Your objective: List each line in the records below that contains the string "hand". Case counts.

[A block of data]
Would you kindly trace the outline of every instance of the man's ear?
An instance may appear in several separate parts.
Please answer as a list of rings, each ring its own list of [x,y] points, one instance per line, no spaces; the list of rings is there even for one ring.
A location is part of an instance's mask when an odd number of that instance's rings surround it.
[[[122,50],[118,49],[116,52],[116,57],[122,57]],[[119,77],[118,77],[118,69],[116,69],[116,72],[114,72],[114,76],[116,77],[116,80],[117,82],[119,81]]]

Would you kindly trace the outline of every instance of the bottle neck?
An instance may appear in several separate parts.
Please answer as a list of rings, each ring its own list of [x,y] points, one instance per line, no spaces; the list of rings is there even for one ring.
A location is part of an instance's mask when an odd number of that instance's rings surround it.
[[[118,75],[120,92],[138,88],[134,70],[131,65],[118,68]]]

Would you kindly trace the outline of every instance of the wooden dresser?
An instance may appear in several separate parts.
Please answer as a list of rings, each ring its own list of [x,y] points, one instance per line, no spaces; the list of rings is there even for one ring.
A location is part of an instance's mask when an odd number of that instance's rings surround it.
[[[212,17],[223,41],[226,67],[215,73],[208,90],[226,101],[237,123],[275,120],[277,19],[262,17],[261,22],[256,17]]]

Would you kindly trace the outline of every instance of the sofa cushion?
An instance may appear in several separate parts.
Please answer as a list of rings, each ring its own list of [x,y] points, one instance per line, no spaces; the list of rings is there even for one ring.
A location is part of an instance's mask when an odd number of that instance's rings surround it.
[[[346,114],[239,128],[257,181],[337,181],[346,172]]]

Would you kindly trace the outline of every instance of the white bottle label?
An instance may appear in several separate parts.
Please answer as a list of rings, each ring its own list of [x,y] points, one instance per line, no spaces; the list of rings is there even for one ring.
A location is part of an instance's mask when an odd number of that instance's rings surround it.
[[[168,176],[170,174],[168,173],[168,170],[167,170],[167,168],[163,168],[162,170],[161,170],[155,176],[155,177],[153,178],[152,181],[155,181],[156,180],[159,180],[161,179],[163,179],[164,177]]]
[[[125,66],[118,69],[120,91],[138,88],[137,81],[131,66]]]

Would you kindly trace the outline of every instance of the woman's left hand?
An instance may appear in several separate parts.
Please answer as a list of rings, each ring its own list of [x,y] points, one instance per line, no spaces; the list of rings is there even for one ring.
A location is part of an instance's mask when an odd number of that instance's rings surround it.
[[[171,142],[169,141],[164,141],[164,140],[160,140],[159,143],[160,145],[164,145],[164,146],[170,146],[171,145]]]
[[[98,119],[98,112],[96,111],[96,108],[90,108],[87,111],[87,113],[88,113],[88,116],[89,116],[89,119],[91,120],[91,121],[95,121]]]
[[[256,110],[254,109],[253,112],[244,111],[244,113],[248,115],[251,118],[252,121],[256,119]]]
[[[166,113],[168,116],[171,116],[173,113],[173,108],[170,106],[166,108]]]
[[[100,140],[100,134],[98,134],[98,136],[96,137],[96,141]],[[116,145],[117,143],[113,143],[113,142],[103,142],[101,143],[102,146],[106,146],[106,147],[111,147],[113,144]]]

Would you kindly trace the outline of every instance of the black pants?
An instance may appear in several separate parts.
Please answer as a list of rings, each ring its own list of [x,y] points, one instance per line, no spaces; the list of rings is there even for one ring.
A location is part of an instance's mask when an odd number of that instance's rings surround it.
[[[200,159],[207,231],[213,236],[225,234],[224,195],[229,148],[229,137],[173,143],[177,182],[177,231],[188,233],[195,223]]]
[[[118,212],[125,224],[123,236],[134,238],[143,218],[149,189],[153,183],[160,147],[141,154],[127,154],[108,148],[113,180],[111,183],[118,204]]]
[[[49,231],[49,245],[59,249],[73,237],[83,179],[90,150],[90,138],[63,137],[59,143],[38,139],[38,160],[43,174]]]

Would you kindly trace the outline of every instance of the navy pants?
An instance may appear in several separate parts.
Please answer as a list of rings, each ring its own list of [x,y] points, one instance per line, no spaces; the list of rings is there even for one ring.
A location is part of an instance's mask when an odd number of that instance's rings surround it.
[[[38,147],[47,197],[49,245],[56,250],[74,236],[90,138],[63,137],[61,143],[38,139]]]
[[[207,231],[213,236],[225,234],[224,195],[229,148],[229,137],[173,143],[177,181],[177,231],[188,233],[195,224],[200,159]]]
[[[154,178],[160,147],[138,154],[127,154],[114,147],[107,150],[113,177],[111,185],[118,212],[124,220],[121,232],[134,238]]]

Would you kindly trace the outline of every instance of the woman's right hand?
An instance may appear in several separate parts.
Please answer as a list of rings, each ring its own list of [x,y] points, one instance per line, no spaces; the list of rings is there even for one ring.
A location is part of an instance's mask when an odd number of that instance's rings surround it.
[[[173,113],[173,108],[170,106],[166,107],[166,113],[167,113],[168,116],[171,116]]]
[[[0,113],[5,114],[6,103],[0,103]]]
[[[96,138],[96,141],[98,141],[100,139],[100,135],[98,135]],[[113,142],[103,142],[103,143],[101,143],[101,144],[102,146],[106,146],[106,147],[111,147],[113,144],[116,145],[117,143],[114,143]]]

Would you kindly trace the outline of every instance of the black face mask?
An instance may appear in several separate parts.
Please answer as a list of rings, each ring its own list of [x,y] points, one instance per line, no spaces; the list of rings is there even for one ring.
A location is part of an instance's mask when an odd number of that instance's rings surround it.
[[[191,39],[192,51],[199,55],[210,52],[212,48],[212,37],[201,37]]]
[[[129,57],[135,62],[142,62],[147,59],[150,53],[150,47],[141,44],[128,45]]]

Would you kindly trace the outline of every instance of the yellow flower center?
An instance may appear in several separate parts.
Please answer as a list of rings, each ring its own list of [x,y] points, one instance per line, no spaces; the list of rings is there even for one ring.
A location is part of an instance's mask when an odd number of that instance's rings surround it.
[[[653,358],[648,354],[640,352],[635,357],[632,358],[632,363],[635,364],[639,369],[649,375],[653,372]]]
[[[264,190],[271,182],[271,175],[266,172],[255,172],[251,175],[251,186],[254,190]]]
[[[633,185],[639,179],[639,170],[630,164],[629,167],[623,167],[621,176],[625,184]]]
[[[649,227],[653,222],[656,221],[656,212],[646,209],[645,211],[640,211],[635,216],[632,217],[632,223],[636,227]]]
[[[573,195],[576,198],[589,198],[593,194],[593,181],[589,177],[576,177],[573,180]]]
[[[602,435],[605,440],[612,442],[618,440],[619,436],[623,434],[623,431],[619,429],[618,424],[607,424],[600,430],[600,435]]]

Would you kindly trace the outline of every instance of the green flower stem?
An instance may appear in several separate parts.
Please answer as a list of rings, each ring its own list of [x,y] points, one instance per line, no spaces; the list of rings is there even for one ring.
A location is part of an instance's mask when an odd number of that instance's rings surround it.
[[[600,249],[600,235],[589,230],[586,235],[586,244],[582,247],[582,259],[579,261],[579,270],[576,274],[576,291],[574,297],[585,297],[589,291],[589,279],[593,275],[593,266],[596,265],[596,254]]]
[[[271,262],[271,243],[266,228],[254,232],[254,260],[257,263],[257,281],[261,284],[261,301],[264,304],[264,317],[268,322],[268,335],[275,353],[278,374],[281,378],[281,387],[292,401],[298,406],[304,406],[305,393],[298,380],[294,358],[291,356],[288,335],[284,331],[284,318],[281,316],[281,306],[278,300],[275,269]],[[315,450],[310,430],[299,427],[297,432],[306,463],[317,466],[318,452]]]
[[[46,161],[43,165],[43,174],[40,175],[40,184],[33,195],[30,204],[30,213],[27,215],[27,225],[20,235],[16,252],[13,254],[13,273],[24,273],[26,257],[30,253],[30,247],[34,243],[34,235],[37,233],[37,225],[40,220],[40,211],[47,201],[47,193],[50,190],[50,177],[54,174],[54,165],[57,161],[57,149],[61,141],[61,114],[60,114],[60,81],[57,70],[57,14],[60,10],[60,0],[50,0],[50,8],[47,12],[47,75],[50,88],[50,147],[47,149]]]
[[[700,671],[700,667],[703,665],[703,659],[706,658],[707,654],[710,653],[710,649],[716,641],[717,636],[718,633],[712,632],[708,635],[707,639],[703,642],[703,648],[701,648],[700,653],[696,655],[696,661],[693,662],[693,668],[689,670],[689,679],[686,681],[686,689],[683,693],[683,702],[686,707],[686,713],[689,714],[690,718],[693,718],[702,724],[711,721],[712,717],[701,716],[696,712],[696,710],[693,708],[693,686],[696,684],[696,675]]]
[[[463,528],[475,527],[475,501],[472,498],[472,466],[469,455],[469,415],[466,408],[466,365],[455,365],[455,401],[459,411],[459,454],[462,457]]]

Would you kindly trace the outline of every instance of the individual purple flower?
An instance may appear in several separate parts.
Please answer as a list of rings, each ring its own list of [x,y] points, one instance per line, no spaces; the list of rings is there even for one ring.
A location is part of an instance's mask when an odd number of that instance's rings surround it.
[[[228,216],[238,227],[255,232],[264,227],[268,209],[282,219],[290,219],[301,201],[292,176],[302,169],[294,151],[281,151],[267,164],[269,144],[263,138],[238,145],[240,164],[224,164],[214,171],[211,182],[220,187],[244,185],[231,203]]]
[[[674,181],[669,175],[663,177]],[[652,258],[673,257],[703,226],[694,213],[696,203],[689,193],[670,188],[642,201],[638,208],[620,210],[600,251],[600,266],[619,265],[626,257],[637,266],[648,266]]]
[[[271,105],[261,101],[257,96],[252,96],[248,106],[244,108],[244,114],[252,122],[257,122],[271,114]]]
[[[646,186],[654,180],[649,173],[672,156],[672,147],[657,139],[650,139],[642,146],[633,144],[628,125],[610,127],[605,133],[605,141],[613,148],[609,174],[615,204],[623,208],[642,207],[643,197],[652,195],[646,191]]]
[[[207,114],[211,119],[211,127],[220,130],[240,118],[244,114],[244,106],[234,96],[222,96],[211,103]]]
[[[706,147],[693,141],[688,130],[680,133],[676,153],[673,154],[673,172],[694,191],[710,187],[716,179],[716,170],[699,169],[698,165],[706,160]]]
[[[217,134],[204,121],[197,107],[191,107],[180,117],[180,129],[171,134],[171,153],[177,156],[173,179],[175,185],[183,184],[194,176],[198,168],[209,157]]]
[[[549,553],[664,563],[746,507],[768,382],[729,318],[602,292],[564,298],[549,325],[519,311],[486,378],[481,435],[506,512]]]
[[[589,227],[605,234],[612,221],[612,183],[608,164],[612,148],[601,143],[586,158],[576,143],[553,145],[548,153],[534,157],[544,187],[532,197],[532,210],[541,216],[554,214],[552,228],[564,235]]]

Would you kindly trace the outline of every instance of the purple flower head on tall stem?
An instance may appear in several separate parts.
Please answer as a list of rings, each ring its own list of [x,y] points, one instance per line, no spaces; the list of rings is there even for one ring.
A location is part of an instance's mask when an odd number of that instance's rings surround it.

Response to this exercise:
Would you kindly trace the outline of every instance of the woman's left hand?
Would you kindly trace the outline of every instance of the woman's right hand?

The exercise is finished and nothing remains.